Which lines in the data below contain the word "telehandler"? Return each of them.

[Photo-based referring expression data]
=====

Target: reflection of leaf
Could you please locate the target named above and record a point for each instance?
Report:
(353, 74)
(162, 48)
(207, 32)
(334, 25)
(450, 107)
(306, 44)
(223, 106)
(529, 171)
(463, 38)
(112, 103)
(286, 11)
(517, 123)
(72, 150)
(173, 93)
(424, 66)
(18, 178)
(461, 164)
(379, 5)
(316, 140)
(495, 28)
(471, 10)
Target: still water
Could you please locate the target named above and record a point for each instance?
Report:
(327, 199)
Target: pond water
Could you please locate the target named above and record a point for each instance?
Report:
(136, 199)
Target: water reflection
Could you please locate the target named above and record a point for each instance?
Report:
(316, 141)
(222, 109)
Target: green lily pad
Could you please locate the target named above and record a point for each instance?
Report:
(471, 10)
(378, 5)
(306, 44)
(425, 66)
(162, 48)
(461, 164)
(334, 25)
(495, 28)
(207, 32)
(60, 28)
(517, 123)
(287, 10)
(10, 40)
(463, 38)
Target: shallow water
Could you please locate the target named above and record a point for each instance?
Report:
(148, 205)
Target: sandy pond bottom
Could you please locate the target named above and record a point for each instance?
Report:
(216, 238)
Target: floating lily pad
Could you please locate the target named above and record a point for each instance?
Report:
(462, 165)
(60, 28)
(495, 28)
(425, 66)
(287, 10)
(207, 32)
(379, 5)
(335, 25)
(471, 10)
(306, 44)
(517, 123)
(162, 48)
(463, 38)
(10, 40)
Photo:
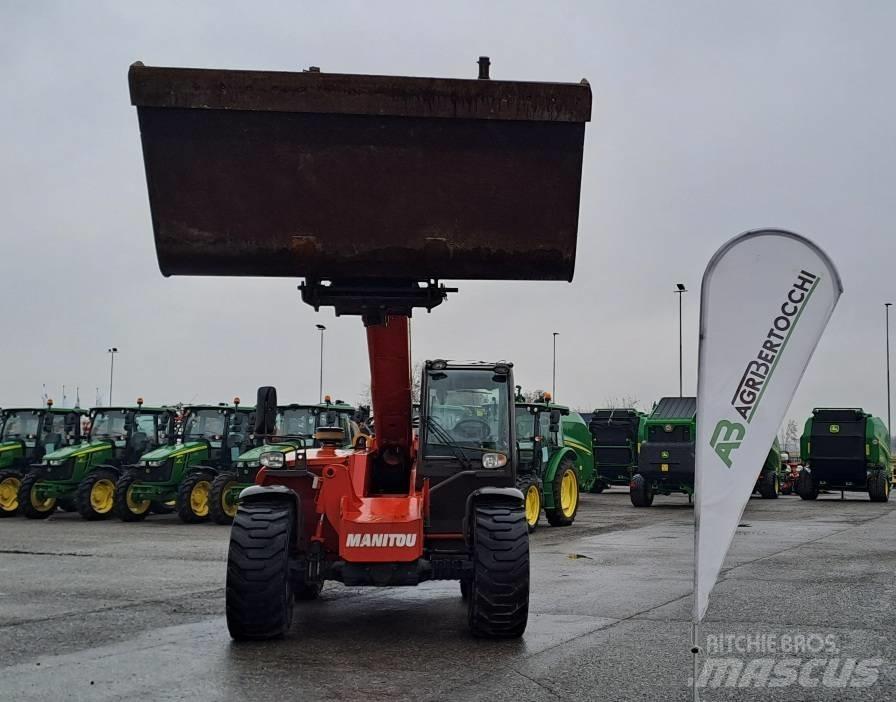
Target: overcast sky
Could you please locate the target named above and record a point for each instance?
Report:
(710, 118)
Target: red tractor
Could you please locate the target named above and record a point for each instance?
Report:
(373, 188)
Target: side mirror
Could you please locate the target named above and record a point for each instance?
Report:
(266, 410)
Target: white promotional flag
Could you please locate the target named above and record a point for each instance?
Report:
(765, 300)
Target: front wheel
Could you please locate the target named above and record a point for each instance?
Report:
(34, 506)
(10, 483)
(221, 500)
(127, 507)
(565, 487)
(95, 498)
(193, 495)
(259, 597)
(498, 603)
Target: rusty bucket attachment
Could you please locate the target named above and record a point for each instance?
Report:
(354, 177)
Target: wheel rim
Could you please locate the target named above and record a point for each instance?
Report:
(9, 494)
(199, 498)
(40, 505)
(533, 505)
(228, 503)
(569, 494)
(136, 506)
(102, 496)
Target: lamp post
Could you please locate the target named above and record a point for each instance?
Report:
(554, 371)
(680, 292)
(112, 353)
(889, 413)
(321, 328)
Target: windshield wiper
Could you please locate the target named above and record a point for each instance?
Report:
(443, 436)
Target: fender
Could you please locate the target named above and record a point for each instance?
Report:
(490, 495)
(278, 494)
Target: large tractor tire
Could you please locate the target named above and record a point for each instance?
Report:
(193, 497)
(879, 487)
(640, 491)
(769, 487)
(565, 487)
(127, 509)
(259, 595)
(222, 508)
(31, 505)
(498, 602)
(530, 486)
(10, 483)
(806, 487)
(95, 498)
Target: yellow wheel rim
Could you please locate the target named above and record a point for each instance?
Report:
(569, 493)
(136, 506)
(228, 503)
(533, 505)
(40, 505)
(102, 496)
(199, 498)
(9, 494)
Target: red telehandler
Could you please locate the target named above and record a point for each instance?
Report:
(373, 189)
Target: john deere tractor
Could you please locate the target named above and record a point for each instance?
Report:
(768, 484)
(85, 473)
(210, 438)
(666, 451)
(614, 437)
(845, 449)
(555, 460)
(295, 427)
(26, 434)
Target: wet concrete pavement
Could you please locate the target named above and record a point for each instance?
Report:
(109, 611)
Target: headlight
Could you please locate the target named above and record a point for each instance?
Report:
(494, 460)
(272, 459)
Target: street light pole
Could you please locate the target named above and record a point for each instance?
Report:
(680, 292)
(554, 372)
(321, 328)
(112, 353)
(889, 412)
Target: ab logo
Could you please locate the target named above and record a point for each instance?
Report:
(725, 443)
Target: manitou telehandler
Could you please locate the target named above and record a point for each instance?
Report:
(372, 188)
(27, 434)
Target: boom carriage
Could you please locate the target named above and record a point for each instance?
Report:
(181, 472)
(294, 430)
(26, 435)
(85, 474)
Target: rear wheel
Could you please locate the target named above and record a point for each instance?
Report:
(498, 604)
(259, 597)
(768, 488)
(221, 503)
(879, 487)
(565, 486)
(192, 497)
(10, 482)
(806, 487)
(33, 506)
(531, 490)
(640, 491)
(127, 508)
(95, 497)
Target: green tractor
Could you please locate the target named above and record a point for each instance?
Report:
(666, 451)
(295, 426)
(26, 434)
(210, 437)
(85, 474)
(614, 438)
(768, 484)
(845, 449)
(555, 460)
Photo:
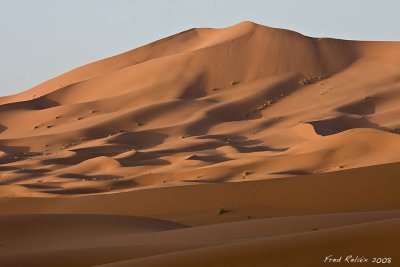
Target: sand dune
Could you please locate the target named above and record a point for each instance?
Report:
(242, 146)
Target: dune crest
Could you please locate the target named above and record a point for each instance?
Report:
(212, 147)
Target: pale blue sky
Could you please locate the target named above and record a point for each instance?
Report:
(44, 38)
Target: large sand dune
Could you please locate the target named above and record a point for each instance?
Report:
(242, 146)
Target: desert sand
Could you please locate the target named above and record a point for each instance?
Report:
(241, 146)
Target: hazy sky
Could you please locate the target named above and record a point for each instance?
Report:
(40, 39)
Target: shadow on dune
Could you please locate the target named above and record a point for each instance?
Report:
(39, 103)
(343, 123)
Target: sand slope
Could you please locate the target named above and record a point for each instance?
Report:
(128, 161)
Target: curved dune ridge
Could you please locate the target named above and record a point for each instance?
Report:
(151, 139)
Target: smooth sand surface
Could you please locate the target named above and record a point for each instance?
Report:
(242, 146)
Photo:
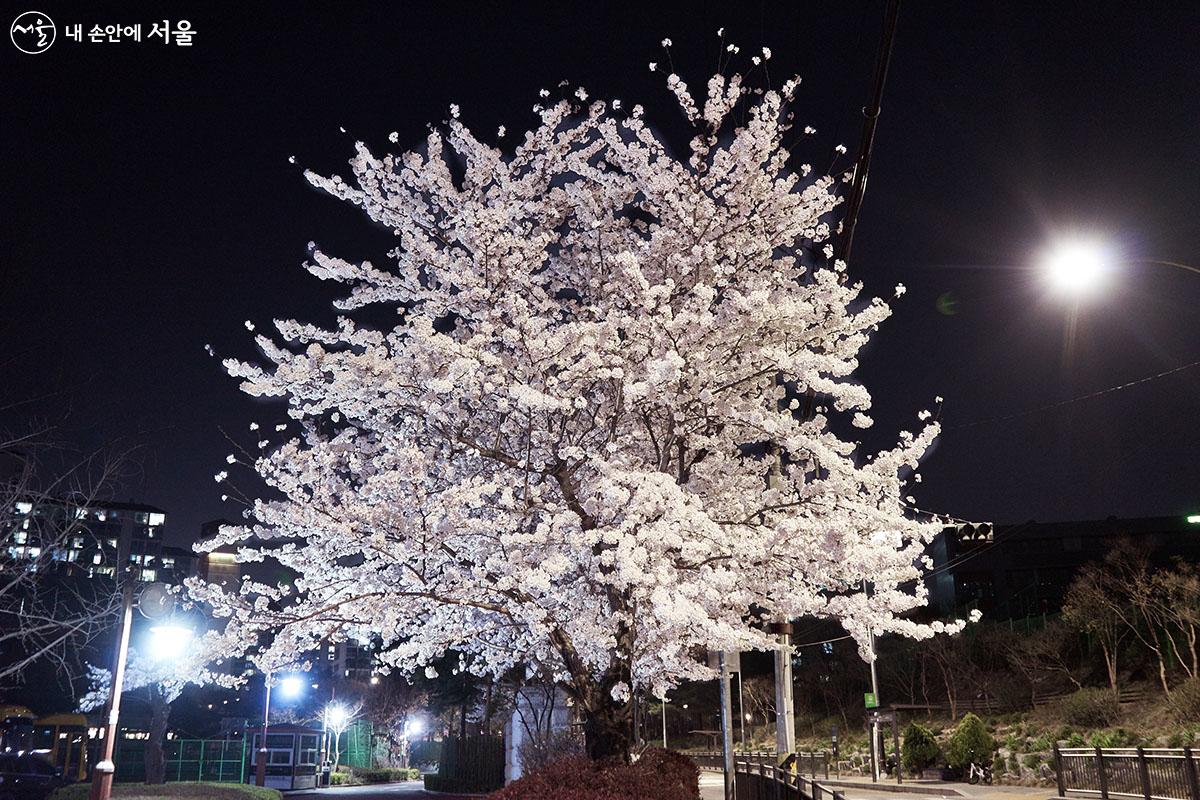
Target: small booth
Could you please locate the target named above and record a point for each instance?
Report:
(292, 753)
(63, 739)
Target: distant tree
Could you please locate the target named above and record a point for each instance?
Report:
(1093, 606)
(1176, 596)
(337, 719)
(1043, 656)
(157, 680)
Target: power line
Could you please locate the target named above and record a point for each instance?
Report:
(1074, 400)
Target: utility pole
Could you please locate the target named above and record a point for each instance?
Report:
(858, 184)
(876, 755)
(726, 727)
(742, 711)
(664, 698)
(261, 755)
(102, 776)
(785, 709)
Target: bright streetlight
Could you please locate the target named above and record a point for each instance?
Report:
(1078, 266)
(291, 687)
(167, 641)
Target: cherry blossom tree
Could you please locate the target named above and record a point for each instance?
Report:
(581, 449)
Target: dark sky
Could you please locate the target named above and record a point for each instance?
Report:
(149, 208)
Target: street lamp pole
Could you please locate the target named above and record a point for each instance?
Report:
(261, 756)
(664, 698)
(102, 776)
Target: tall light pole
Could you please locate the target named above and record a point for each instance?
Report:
(291, 689)
(102, 776)
(261, 753)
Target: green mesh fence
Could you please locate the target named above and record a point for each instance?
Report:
(357, 745)
(207, 759)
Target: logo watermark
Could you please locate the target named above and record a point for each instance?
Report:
(33, 32)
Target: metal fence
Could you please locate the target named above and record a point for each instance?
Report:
(807, 763)
(757, 781)
(1151, 774)
(207, 759)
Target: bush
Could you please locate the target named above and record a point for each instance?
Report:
(1091, 708)
(1186, 701)
(971, 741)
(539, 752)
(658, 774)
(919, 750)
(191, 791)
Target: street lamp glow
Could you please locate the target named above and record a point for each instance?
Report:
(1077, 265)
(167, 641)
(291, 687)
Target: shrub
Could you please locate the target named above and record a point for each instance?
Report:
(1091, 708)
(658, 774)
(1186, 701)
(971, 741)
(541, 751)
(919, 750)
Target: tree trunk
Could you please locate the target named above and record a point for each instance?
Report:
(606, 731)
(160, 715)
(1110, 663)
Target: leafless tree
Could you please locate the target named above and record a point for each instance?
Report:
(1092, 607)
(48, 613)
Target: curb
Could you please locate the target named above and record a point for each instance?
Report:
(903, 788)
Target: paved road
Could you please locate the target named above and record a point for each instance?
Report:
(712, 787)
(408, 791)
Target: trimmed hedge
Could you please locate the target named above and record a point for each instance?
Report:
(919, 750)
(658, 774)
(971, 741)
(197, 791)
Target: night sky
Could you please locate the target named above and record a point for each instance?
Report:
(149, 208)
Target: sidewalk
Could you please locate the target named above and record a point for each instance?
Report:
(712, 787)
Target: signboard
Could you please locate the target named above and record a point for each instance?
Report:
(732, 660)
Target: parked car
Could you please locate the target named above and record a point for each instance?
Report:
(28, 776)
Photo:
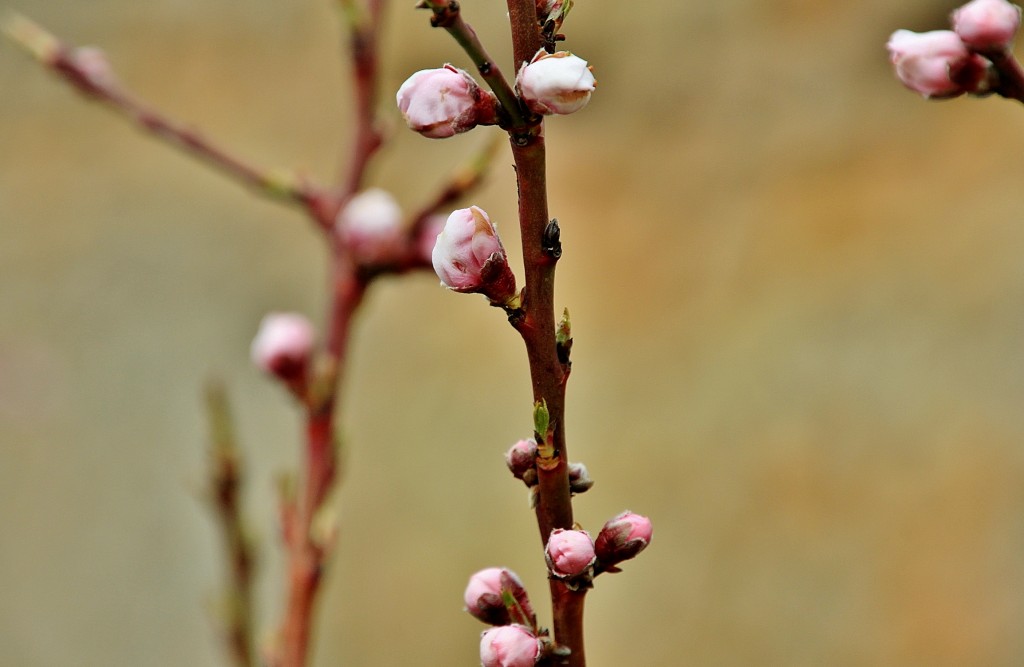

=====

Your solution:
Target: red telehandler
Target: manitou telehandler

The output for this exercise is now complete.